Source data:
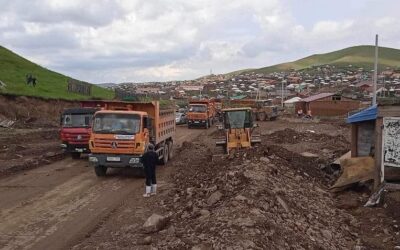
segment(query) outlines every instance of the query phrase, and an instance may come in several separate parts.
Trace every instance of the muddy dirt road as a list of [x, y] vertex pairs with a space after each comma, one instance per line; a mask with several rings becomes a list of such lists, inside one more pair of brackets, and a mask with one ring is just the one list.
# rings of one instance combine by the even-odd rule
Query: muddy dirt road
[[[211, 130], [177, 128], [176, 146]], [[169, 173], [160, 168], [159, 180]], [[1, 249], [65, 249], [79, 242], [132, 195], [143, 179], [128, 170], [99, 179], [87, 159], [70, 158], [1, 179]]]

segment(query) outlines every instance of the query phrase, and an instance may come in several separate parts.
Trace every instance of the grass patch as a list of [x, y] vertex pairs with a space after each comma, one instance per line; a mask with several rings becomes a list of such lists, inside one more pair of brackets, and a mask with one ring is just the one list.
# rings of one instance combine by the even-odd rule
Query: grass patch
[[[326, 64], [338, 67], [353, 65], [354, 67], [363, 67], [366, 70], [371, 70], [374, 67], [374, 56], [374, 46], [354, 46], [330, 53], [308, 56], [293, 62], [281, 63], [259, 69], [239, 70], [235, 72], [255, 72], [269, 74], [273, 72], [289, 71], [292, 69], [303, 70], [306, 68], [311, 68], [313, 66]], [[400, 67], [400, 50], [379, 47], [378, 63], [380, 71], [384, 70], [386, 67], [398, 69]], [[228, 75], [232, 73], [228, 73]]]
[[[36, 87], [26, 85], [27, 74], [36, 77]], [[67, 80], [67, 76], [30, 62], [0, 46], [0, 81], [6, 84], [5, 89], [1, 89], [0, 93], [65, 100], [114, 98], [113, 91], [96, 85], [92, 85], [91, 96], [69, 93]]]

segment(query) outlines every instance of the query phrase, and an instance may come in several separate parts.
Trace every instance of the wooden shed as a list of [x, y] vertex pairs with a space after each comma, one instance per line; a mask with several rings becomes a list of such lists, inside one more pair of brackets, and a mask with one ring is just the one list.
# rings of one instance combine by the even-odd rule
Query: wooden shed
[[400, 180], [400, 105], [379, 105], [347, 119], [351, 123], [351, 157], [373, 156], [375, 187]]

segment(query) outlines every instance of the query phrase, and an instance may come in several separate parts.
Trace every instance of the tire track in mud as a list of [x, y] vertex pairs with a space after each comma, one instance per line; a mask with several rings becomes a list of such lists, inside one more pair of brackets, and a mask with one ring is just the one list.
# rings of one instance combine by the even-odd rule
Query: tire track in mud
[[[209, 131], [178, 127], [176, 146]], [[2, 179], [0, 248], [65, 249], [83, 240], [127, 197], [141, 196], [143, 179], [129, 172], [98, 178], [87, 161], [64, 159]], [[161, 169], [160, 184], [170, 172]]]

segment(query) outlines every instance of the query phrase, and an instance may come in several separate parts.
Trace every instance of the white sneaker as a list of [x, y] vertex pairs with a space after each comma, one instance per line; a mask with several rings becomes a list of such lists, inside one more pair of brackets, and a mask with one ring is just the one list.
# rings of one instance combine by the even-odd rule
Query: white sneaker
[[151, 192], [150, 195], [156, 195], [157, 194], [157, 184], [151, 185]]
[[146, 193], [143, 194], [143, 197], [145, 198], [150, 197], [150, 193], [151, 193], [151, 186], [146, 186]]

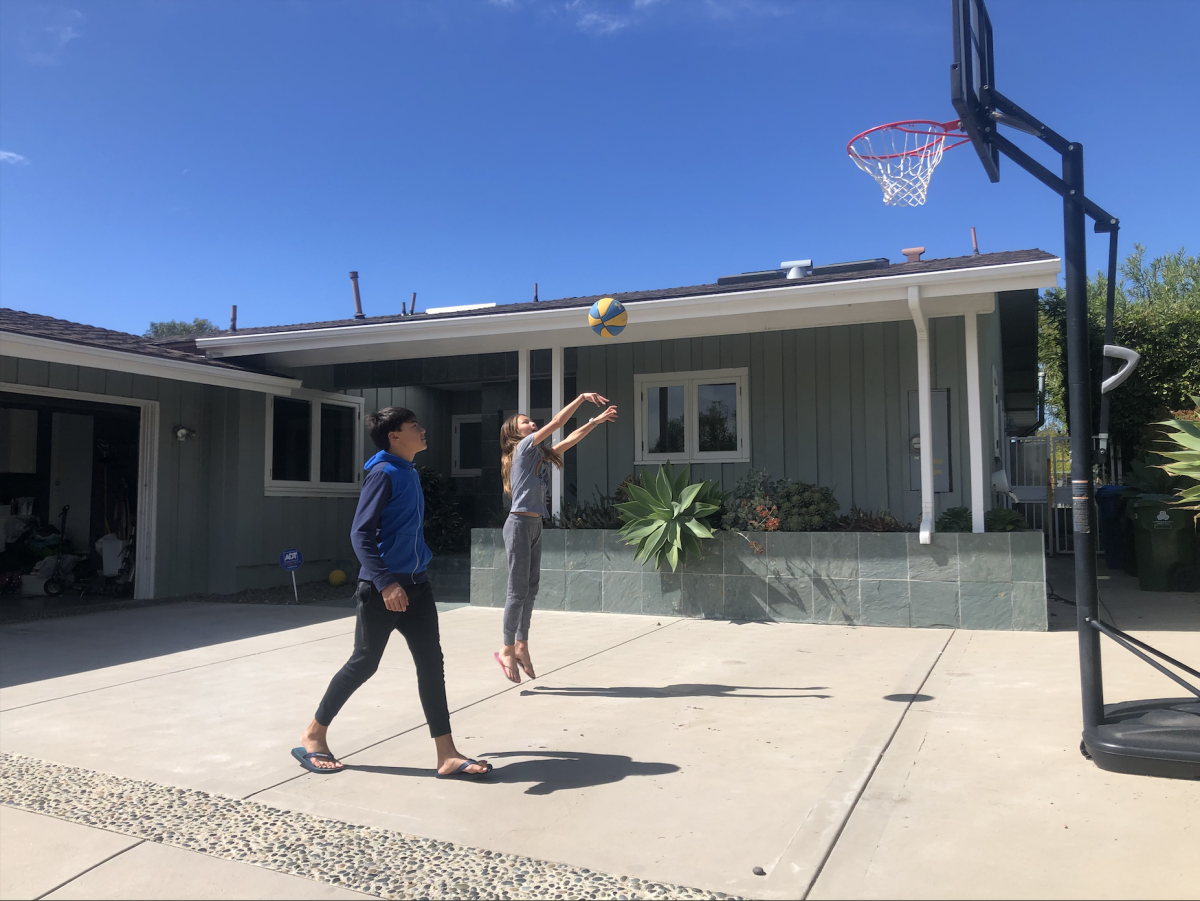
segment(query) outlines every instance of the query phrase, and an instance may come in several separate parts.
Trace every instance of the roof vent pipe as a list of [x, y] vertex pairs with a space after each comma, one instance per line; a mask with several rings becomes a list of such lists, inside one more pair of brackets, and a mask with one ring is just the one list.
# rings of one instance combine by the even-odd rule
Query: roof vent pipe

What is expected:
If a record holds a picture, leave the picture out and print everything else exactly.

Exercise output:
segment(query) outlines every instance of the query phrase, and an instance may come in several separate parts.
Trace every instance of the muddy dirt road as a list of [x, y] vertex pairs with a space after each comma, one instance per line; a mask with several rings becomes a list of such lists, inside one more pair of brackets, and a mask with one ring is just the one list.
# rings of one instance combine by the even-odd rule
Query: muddy dirt road
[[[211, 130], [177, 128], [176, 146]], [[169, 173], [160, 168], [159, 180]], [[1, 249], [65, 249], [79, 242], [132, 195], [143, 179], [128, 170], [99, 179], [87, 159], [70, 158], [1, 179]]]

segment(query) outlines every instance of the query phrase, and an instance may come in several separate parts.
Trace every instance of the grass patch as a list of [x, y] vertex pairs with a space after each comma, one instance per line; a mask with several rings becomes a list of such lists, inside one more pair of brackets, and a mask with one ring is just the one list.
# rings of one instance combine by the even-odd rule
Query: grass patch
[[[326, 64], [338, 67], [353, 65], [354, 67], [363, 67], [366, 70], [371, 70], [374, 67], [374, 56], [374, 46], [354, 46], [330, 53], [308, 56], [293, 62], [281, 63], [259, 69], [239, 70], [235, 72], [255, 72], [269, 74], [273, 72], [289, 71], [292, 69], [303, 70], [306, 68], [311, 68], [313, 66]], [[400, 67], [400, 50], [379, 47], [378, 63], [380, 71], [384, 70], [386, 67], [398, 69]], [[228, 75], [232, 73], [228, 73]]]
[[[36, 87], [26, 85], [27, 74], [36, 77]], [[67, 80], [67, 76], [30, 62], [0, 46], [0, 81], [6, 84], [5, 89], [1, 89], [0, 93], [65, 100], [114, 98], [113, 91], [96, 85], [92, 85], [91, 96], [69, 93]]]

segment(query) outlines every instance of the query phrase, and an instance may come in several separate parts.
Trace every instance of the wooden shed as a list of [x, y] vertex pairs with a space after each comma, one instance per line; a mask with several rings becomes a list of such lists, inside one more pair of brackets, and a mask with one ring is just the one list.
# rings of one instance combine by the even-odd rule
Query: wooden shed
[[400, 180], [400, 105], [379, 105], [347, 119], [351, 123], [351, 157], [373, 156], [375, 187]]

segment(query) outlines every instance of the query phrase, and an instance may come in several separate parts.
Trace every instance of the tire track in mud as a list of [x, y] vertex pairs with a space after each comma, one instance per line; a mask with several rings becomes a list of such lists, inside one more pair of brackets, and a mask with one ring is just the one list.
# rings of one instance combine by the even-odd rule
Query: tire track in mud
[[[209, 131], [178, 127], [176, 146]], [[2, 179], [0, 248], [65, 249], [83, 240], [127, 197], [141, 196], [143, 179], [129, 172], [98, 178], [87, 161], [64, 159]], [[161, 169], [160, 184], [170, 172]]]

segment(query) outlines every instance of the query phrase, and an instance may come in several separate parts.
Trace every instance of the white sneaker as a list of [x, y] vertex pairs with a space after each comma, one instance per line; a mask with several rings becomes a list of such lists, inside one more pair of brackets, and a mask with one ring is just the one list.
# rings of one instance combine by the even-odd rule
Query: white sneaker
[[151, 192], [150, 195], [156, 195], [157, 194], [157, 184], [151, 185]]
[[146, 193], [143, 194], [143, 197], [145, 198], [150, 197], [150, 193], [151, 193], [151, 186], [146, 186]]

segment(query) outlines every instance of the query phrase, and an instance may come in several separate parts.
Trace every instance of the roof vent pipe as a list of [x, y] vertex pairs with a space after each comma, one instance per line; a mask with several rings becomes a list of such lists, inside one more pair of brackets, and a mask with one ring is just the one list.
# rings of one instance combine by the even-odd rule
Query: roof vent pipe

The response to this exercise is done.